### Extrait choisi
Le dernier combat
Dans ma famille paternelle comme maternelle, on ne meurt pas de mort paisible dans son lit. On meurt rarement de mort violente dans un accident. Non, on a le chic pour la fameuse formule "Mourir des suites d'une longue maladie", avec une préférence peut-être pour les cancers, de tous types, on n'est pas difficile. Disons que statistiquement, c'est là que nous marquons le plus gros score.
Dans ma famille, on se bat. Jusqu'au bout. On entend toujours aux funérailles "Il aura été courageux. Il s'est battu jusqu'au bout !". On se regarde ensuite du coin de l'oeil en se demandant qui sera le prochain...
Plusieurs fois dans ma vie, lorsque j'ai eu des grosses frayeurs (premières plongées en profondeur, danger sur la route ou vol épique en avion...), je me suis rassuré en me disant "t'inquiète, il ne peut rien t'arriver, ce n'est pas comme ça qu'on meurt dans la famille". C'est totalement con comme attitude, je ne crois pas en une malédiction, je sais qu'il ne s'agit que de coïncidences, mais bon, une façon certainement que j'ai de faire un pied-de-nez au destin si celui-ci existe ou à la loi des séries...
######
### Informations extraites
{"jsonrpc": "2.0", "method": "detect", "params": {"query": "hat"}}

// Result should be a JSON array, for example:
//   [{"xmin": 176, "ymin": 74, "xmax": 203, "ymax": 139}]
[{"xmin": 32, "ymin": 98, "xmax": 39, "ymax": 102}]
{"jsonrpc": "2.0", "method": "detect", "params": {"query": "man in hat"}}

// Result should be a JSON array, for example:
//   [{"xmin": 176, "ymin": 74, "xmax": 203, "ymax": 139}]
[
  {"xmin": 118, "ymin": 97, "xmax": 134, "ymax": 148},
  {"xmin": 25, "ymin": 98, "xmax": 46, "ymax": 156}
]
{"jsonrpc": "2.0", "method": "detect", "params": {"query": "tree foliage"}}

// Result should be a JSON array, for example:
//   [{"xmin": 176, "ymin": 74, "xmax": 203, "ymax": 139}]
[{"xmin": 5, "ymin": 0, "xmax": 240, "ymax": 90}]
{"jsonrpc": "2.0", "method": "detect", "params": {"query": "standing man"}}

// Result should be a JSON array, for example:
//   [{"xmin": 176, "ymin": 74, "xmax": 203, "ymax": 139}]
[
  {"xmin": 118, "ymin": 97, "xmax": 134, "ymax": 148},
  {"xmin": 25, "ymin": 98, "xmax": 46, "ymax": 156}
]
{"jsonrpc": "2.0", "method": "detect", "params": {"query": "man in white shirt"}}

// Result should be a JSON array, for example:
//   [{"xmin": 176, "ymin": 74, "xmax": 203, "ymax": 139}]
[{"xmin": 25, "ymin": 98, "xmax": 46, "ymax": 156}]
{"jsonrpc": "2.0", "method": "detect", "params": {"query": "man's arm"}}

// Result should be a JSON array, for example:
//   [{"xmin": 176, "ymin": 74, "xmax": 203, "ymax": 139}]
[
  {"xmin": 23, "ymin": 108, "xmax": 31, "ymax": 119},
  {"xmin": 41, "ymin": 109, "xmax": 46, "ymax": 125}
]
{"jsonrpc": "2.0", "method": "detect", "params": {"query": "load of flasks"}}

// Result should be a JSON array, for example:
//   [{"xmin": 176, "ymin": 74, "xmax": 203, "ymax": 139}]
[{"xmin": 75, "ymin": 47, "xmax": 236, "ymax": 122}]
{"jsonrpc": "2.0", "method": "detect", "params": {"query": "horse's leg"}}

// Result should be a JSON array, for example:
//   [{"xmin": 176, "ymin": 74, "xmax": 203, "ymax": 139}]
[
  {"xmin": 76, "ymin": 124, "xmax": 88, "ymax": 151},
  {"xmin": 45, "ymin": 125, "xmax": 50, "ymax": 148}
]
######
• Travail à faire:
a: Recopiez le passage du texte « Le dernier combat » depuis « Dans ma famille, on » jusqu'à « loi des séries... ».
b: Pour chacune des affirmations suivantes, dites si elle concorde avec le texte « Le dernier combat » en répondant par oui ou par non et en citant les mots du texte qui permettent de trancher : (i) Dans la famille décrite, on meurt rarement de mort violente dans un accident. (ii) La personne qui écrit croit en une malédiction familiale. (iii) Aux funérailles, on entend dire du défunt qu'il s'est battu jusqu'au bout.

• Réponses ci-dessous:
a:
Dans ma famille, on se bat. Jusqu'au bout. On entend toujours aux funérailles "Il aura été courageux. Il s'est battu jusqu'au bout !". On se regarde ensuite du coin de l'oeil en se demandant qui sera le prochain...
Plusieurs fois dans ma vie, lorsque j'ai eu des grosses frayeurs (premières plongées en profondeur, danger sur la route ou vol épique en avion...), je me suis rassuré en me disant "t'inquiète, il ne peut rien t'arriver, ce n'est pas comme ça qu'on meurt dans la famille". C'est totalement con comme attitude, je ne crois pas en une malédiction, je sais qu'il ne s'agit que de coïncidences, mais bon, une façon certainement que j'ai de faire un pied-de-nez au destin si celui-ci existe ou à la loi des séries...

b:
(i) Oui : « On meurt rarement de mort violente dans un accident. »
(ii) Non : « je ne crois pas en une malédiction »
(iii) Oui : « Il s'est battu jusqu'au bout ! »